Region annotation entries

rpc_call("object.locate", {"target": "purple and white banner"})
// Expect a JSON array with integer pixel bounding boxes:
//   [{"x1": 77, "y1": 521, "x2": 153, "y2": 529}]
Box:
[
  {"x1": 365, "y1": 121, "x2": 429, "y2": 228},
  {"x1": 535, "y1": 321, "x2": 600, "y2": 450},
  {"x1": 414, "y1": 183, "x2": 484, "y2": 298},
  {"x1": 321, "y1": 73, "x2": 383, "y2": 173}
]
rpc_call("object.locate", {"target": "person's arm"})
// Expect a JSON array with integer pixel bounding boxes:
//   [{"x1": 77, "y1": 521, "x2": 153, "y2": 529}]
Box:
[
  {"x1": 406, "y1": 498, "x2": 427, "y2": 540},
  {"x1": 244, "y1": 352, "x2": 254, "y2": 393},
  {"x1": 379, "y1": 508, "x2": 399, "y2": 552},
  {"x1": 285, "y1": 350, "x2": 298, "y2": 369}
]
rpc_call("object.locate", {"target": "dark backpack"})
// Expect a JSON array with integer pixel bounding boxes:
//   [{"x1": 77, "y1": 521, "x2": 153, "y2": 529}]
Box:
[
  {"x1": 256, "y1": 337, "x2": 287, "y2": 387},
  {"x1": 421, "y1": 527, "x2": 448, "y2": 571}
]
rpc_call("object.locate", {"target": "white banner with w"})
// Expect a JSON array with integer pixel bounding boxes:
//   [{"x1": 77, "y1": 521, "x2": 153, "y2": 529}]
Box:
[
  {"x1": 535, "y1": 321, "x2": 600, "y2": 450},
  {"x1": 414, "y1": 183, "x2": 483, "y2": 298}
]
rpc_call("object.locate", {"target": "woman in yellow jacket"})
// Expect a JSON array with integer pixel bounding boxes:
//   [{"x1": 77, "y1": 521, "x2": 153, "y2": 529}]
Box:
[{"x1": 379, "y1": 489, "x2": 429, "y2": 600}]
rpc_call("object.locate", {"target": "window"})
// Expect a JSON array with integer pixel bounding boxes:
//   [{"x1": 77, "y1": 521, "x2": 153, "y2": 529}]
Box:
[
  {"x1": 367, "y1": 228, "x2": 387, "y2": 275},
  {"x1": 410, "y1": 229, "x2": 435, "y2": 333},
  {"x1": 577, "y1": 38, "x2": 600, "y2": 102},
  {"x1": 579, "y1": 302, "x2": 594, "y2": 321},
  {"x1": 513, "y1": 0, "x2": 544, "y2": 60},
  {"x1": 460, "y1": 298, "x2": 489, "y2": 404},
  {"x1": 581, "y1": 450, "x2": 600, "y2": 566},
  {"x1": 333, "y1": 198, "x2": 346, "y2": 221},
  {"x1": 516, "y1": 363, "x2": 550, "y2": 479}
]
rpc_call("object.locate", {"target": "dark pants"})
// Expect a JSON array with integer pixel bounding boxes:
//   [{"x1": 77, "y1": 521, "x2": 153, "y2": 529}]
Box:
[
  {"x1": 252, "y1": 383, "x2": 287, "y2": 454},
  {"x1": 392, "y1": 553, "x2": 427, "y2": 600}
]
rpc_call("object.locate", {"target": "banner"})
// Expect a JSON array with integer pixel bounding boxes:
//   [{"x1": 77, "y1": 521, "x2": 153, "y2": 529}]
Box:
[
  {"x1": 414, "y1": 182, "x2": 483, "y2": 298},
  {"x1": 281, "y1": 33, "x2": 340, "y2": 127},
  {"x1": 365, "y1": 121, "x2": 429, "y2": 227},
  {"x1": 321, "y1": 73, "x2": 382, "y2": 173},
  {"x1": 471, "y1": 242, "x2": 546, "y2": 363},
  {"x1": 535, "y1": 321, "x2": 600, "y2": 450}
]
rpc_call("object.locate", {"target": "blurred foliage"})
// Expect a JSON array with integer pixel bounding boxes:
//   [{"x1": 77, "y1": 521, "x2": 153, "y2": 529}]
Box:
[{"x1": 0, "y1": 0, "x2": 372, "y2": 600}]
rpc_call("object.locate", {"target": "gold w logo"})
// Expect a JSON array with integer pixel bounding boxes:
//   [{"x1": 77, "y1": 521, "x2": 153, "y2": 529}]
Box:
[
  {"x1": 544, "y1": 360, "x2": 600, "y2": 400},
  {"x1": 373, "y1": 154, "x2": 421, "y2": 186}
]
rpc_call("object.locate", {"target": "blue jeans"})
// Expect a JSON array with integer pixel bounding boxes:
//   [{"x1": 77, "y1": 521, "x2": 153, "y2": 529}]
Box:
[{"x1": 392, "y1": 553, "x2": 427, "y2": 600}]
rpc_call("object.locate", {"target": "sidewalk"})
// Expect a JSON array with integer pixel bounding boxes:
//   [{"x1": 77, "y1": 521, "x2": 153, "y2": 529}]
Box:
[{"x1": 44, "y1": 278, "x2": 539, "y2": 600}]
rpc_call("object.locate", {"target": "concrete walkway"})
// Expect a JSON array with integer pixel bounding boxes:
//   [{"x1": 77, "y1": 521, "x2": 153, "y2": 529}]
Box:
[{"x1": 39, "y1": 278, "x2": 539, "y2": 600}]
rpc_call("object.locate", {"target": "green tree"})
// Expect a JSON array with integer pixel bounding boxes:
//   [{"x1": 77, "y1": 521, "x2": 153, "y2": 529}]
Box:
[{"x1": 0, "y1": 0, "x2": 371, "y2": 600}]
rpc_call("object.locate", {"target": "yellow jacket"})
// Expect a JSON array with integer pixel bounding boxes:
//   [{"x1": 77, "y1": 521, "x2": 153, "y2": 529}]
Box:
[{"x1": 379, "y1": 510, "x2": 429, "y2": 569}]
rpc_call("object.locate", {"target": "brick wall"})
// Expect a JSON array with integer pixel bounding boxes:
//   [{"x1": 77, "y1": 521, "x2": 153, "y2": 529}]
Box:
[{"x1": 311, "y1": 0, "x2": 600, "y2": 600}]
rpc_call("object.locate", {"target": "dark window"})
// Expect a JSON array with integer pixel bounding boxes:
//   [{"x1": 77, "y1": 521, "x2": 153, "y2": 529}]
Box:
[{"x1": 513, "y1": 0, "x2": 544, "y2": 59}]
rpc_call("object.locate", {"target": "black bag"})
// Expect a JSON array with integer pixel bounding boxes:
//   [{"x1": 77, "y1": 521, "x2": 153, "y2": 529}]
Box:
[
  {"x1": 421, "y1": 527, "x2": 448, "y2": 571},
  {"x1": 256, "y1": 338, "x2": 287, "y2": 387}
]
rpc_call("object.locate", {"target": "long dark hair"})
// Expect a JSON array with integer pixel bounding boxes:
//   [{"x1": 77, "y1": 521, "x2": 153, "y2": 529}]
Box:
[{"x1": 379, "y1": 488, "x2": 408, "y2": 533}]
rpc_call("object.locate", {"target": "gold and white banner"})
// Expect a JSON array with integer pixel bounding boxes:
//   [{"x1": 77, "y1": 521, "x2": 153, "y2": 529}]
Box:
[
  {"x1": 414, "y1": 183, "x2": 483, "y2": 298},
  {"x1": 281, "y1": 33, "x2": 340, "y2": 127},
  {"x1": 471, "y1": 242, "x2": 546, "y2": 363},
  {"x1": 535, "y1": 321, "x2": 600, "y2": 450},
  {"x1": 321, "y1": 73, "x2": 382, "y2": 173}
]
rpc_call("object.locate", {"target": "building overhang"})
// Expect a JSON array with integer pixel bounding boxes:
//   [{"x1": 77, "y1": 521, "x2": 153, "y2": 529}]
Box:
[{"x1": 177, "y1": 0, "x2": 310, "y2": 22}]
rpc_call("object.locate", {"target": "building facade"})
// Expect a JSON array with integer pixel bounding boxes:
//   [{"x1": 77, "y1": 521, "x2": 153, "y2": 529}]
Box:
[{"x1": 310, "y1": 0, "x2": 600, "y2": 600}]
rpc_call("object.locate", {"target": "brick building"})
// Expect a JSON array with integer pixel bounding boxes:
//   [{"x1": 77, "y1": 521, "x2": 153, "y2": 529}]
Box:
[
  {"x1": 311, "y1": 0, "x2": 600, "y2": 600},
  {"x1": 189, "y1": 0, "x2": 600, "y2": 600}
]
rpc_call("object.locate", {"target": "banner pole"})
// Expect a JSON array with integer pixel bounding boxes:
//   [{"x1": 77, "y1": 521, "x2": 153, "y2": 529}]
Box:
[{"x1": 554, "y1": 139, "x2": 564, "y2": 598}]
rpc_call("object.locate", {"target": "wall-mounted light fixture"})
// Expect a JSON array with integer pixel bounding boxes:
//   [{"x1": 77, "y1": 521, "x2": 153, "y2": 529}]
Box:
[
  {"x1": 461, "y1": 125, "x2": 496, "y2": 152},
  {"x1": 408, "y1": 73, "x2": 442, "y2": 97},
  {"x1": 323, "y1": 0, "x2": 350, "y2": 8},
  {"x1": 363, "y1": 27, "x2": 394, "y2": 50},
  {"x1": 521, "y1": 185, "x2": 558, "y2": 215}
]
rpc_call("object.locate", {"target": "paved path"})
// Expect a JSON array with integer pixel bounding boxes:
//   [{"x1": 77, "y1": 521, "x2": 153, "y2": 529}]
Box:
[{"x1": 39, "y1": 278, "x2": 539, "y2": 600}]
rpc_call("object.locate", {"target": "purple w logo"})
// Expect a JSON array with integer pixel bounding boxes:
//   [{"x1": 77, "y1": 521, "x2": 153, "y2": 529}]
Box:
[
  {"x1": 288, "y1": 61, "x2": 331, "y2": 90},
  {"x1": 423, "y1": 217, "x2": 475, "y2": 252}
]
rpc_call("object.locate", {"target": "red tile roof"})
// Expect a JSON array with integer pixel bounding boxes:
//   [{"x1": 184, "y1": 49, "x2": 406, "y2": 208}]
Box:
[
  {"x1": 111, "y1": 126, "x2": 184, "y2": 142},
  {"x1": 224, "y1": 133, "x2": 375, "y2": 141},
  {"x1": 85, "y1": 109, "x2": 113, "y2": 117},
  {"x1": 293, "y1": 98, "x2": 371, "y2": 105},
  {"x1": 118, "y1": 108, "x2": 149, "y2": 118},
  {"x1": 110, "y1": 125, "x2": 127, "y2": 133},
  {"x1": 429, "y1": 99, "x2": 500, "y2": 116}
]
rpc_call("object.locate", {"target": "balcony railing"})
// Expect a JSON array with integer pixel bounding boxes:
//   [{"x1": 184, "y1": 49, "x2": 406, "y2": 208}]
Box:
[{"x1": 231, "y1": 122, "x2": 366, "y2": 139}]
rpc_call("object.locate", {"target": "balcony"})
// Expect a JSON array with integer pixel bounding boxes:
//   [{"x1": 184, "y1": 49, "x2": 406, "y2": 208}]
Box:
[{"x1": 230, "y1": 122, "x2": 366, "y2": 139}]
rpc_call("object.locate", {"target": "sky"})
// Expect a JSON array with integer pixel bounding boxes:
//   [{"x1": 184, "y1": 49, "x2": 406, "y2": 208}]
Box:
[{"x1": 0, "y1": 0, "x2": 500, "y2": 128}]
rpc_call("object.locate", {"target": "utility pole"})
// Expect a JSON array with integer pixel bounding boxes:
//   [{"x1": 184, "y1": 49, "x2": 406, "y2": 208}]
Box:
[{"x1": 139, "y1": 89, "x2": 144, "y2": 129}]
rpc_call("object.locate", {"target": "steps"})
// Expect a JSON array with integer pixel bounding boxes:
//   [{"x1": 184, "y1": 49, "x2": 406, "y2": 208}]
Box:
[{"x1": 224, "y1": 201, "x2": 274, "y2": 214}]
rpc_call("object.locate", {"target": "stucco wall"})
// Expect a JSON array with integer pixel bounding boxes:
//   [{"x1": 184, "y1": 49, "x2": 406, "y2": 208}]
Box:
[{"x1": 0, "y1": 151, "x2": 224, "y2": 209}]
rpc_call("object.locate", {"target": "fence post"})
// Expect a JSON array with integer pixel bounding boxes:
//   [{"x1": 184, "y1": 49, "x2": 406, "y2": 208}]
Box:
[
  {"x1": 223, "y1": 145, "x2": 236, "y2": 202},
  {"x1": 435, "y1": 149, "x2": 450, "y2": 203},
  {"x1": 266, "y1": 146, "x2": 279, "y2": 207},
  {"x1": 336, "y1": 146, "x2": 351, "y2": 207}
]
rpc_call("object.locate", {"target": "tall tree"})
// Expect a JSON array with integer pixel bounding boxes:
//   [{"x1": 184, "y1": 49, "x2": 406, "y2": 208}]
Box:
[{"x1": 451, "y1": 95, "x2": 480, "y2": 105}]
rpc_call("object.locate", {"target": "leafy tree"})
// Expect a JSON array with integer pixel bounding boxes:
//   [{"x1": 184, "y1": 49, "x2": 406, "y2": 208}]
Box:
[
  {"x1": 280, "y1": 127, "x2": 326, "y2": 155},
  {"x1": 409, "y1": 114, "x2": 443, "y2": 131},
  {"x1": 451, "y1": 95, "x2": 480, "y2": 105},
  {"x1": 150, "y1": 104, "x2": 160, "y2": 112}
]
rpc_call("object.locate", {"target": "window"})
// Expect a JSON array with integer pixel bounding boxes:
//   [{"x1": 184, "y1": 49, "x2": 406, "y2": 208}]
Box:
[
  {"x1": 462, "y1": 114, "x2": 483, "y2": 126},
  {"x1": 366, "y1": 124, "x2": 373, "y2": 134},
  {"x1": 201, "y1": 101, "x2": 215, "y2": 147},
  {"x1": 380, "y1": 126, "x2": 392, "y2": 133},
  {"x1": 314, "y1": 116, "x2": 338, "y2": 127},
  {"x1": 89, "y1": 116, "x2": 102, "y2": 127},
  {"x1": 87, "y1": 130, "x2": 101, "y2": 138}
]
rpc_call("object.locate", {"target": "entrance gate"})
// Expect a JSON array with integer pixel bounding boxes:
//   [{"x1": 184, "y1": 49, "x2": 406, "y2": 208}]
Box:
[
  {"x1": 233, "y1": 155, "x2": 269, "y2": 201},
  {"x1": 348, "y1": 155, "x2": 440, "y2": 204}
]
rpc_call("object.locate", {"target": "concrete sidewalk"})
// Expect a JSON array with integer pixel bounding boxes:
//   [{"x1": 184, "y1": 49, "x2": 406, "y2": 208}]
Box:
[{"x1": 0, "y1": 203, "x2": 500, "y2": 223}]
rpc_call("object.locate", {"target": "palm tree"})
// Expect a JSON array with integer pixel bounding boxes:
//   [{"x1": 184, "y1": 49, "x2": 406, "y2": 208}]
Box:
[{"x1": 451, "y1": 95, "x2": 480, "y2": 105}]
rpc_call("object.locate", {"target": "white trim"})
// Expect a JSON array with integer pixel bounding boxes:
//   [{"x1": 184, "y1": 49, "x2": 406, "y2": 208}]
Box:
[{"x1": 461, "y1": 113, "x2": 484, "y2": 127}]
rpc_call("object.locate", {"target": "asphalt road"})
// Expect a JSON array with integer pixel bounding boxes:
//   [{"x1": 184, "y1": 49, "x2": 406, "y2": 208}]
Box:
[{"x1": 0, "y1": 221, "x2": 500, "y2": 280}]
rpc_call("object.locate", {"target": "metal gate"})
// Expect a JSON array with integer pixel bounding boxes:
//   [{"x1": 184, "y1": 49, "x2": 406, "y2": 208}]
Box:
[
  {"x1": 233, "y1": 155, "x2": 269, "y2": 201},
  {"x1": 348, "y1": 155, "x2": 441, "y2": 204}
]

- **What is being asked**:
Which lines above contain the string "wall"? Extract each of them in full, treating uppercase and lowercase as different.

- **Solution to this task**:
rpc_call("object.locate", {"target": "brick wall"})
rpc_call("object.locate", {"target": "wall-mounted light fixture"})
rpc_call("object.locate", {"target": "stucco wall"})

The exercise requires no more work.